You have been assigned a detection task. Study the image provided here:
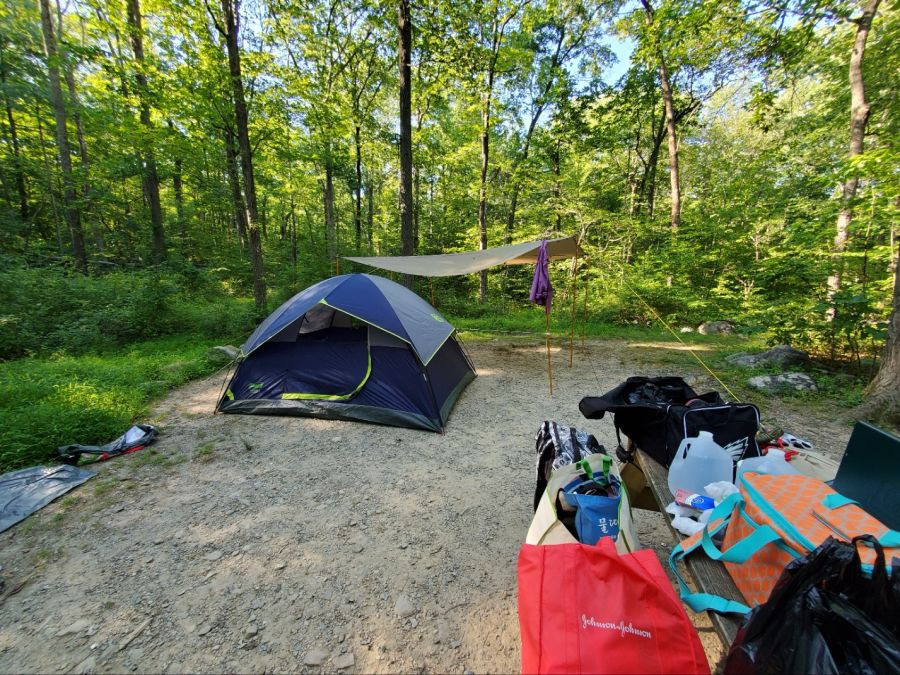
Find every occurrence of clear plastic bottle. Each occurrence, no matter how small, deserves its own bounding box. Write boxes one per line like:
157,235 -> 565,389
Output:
736,453 -> 799,483
667,430 -> 733,496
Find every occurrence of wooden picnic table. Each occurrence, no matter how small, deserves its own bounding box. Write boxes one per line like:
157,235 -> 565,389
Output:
630,443 -> 744,648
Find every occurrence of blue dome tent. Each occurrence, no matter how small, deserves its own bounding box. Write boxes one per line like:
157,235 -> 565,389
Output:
217,274 -> 476,432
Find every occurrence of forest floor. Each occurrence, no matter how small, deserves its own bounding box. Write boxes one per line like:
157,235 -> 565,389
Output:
0,337 -> 853,674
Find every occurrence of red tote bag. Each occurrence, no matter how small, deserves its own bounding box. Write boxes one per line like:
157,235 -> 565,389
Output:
518,539 -> 709,674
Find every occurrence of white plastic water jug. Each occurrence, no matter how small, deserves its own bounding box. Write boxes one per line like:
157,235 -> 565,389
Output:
667,430 -> 733,497
736,452 -> 800,483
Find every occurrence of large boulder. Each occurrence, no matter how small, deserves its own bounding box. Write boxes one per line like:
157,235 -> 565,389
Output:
726,344 -> 810,369
698,320 -> 735,335
748,372 -> 817,393
207,345 -> 241,365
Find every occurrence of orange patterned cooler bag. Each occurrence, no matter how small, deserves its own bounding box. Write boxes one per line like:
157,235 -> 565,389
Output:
669,472 -> 900,614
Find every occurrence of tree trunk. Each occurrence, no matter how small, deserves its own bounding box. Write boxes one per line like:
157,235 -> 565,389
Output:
827,0 -> 882,301
224,128 -> 248,248
126,0 -> 166,263
0,45 -> 28,221
658,55 -> 680,230
169,121 -> 185,239
478,67 -> 494,303
553,138 -> 561,232
290,199 -> 298,266
324,153 -> 336,268
354,124 -> 362,253
367,173 -> 375,252
505,108 -> 543,244
57,0 -> 90,213
860,242 -> 900,423
640,105 -> 667,217
398,0 -> 414,288
39,0 -> 86,272
640,0 -> 680,230
221,0 -> 265,309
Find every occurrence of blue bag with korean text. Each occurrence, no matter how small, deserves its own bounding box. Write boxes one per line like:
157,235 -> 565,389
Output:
561,457 -> 622,545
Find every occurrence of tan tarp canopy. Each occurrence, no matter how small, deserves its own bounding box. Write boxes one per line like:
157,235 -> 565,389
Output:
344,235 -> 581,277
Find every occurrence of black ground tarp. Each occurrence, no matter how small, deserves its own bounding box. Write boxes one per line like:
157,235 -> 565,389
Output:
0,465 -> 96,533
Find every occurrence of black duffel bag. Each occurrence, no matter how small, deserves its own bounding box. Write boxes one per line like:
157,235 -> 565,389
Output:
579,376 -> 761,468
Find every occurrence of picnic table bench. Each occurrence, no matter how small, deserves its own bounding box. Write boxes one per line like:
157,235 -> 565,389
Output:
629,443 -> 744,647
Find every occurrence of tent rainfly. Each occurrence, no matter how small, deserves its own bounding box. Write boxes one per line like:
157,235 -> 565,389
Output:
217,274 -> 476,431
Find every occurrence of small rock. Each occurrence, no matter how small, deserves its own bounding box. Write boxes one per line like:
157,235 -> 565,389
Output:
748,372 -> 817,393
304,649 -> 328,666
153,537 -> 165,545
399,542 -> 408,550
409,618 -> 418,629
204,550 -> 223,562
679,326 -> 694,333
698,320 -> 735,335
353,544 -> 364,554
727,345 -> 809,368
57,619 -> 90,637
274,561 -> 286,571
333,653 -> 355,670
197,623 -> 212,636
394,595 -> 416,618
245,624 -> 259,638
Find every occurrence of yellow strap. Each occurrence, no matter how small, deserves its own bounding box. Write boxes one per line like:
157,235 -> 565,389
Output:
620,277 -> 743,402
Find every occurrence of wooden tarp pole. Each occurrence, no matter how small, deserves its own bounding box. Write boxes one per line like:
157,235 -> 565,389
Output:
569,247 -> 579,367
581,271 -> 588,350
429,277 -> 435,307
546,310 -> 553,395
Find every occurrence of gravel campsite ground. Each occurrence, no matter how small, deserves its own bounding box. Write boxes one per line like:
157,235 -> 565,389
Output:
0,338 -> 853,674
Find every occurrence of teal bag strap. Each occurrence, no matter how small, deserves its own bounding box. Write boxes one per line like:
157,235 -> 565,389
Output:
822,493 -> 858,509
699,520 -> 782,563
821,495 -> 900,546
668,493 -> 759,615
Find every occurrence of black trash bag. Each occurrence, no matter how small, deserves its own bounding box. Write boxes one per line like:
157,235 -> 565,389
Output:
725,535 -> 900,675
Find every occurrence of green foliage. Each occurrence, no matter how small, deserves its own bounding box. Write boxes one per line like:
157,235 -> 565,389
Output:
0,262 -> 256,358
0,334 -> 231,472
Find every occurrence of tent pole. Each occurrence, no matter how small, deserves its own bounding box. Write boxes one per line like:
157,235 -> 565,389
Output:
581,271 -> 588,351
545,310 -> 553,395
569,248 -> 578,367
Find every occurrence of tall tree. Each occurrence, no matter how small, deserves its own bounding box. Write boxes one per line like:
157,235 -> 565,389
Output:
209,0 -> 266,309
827,0 -> 883,302
861,242 -> 900,422
0,38 -> 28,221
38,0 -> 86,272
398,0 -> 414,287
477,0 -> 526,302
639,0 -> 680,230
126,0 -> 166,262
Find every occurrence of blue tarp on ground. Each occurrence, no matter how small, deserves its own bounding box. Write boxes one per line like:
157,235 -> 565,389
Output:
0,465 -> 95,533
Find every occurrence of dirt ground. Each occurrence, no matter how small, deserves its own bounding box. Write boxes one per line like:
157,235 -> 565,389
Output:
0,338 -> 853,674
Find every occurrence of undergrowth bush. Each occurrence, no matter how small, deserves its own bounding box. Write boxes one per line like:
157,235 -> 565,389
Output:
0,263 -> 256,358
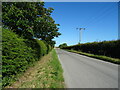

-.-.-

## [Problem to work on]
Copy each line of the listing that carries the word "table".

## [Solution to the problem]
Find every occurrence of wooden picnic table. Each occurrence, no matter how small, deserves its own bounding box. Write boxes one per line like:
Find every occurrence of picnic table bench. Each occurrence, no matter how small, deserves its own bounding box. Write boxes one per line like:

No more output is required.